__任务说明__
请逐字照录下方关于虚拟机数据存储方法的节选全文，不改动任何字句。

__节选原文__

=====

图2为本申请实施例提供的一种第三存储区域的数据存储结构图,如图2所示,第三存储区域为journal区域,数据存储模式可以分为四个区域,用以记录元数据变动的历史信息,分别为:New uuid、Bitmap uuid、Last uuid、History uuid。其中,New uuid是当前最新的元数据变更时生成的uuid信息;Bitmap uuid记录是当前数据区域的bitmap生成的uuid;Last uuid是上次的元数据变化生成的uuid信息;History uuid是上上次的元数据变化生成的uuid信息;uuid信息为数据发生变化产生的标识信息,还可以包含有数据发生变化的时间等信息。
图3为本申请实施例提供的一种虚拟机的数据存储方法的流程示意图,如图3所示,该方法具体包括:
S31、获取虚拟机的启动指令,基于启动指令加载存储设备。
本申请实施例中,首先获取虚拟机的启动指令,虚拟机在接收到启动指令后,加载存储设备,本申请实施例中的存储设备可以是磁盘。
S32、访问存储设备中对应的上述至少两个文件的第一存储区域记录的元数据信息,对元数据信息进行校验,得到校验结果。
访问存储设备中对应的两个文件系统中分别创建的上述至少两个文件,本申请实施例以两个文件进行说明,该两个文件可以互为主备文件,访问两个文件对应的第一存储区域,该第一存储区域可以为superblock区域,由于superblock区域中主要记录虚拟磁盘的大小,主备两个文件名称等元数据信息,上述元数据信息可以表示为一个uuid标识,若两个文件中记录的uuid标识相同,则可以确定校验结果正常,表征两个文件为同一组主备文件;相应的,若两个文件中记录的uuid标识不同,则可以确定校验结果异常,表征两个文件不为同一组主备文件。
S33、在校验结果正常时,访问上述至少两个文件的第二存储区域记录的数据区域位图信息。

=====

__给定数据__
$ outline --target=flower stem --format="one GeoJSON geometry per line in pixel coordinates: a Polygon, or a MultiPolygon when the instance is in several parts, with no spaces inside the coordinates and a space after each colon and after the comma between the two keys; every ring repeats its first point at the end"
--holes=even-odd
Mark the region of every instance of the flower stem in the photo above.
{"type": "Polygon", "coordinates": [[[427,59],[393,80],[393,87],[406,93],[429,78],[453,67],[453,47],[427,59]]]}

=====

__任务回答__
图2为本申请实施例提供的一种第三存储区域的数据存储结构图,如图2所示,第三存储区域为journal区域,数据存储模式可以分为四个区域,用以记录元数据变动的历史信息,分别为:New uuid、Bitmap uuid、Last uuid、History uuid。其中,New uuid是当前最新的元数据变更时生成的uuid信息;Bitmap uuid记录是当前数据区域的bitmap生成的uuid;Last uuid是上次的元数据变化生成的uuid信息;History uuid是上上次的元数据变化生成的uuid信息;uuid信息为数据发生变化产生的标识信息,还可以包含有数据发生变化的时间等信息。
图3为本申请实施例提供的一种虚拟机的数据存储方法的流程示意图,如图3所示,该方法具体包括:
S31、获取虚拟机的启动指令,基于启动指令加载存储设备。
本申请实施例中,首先获取虚拟机的启动指令,虚拟机在接收到启动指令后,加载存储设备,本申请实施例中的存储设备可以是磁盘。
S32、访问存储设备中对应的上述至少两个文件的第一存储区域记录的元数据信息,对元数据信息进行校验,得到校验结果。
访问存储设备中对应的两个文件系统中分别创建的上述至少两个文件,本申请实施例以两个文件进行说明,该两个文件可以互为主备文件,访问两个文件对应的第一存储区域,该第一存储区域可以为superblock区域,由于superblock区域中主要记录虚拟磁盘的大小,主备两个文件名称等元数据信息,上述元数据信息可以表示为一个uuid标识,若两个文件中记录的uuid标识相同,则可以确定校验结果正常,表征两个文件为同一组主备文件;相应的,若两个文件中记录的uuid标识不同,则可以确定校验结果异常,表征两个文件不为同一组主备文件。
S33、在校验结果正常时,访问上述至少两个文件的第二存储区域记录的数据区域位图信息。